- [YOUR TASK] Write out each of the rows below exactly as they appear, character for character, but leave out the pictures.
-- START GIVEN DATA --
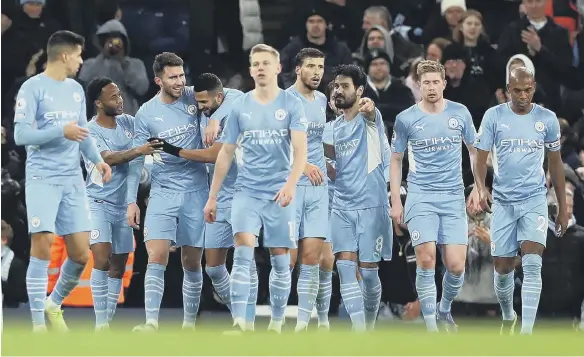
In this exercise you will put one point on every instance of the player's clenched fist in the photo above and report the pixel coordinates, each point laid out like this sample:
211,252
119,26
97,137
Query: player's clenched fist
-- END GIVEN DATA --
- [FINISHED EXERCISE]
In this exercise you will put one point on every instance of the player's clenched fist in the photo above and report the pixel coordinates, each point laid out like this sample:
211,252
119,26
97,137
Query: player's clenched fist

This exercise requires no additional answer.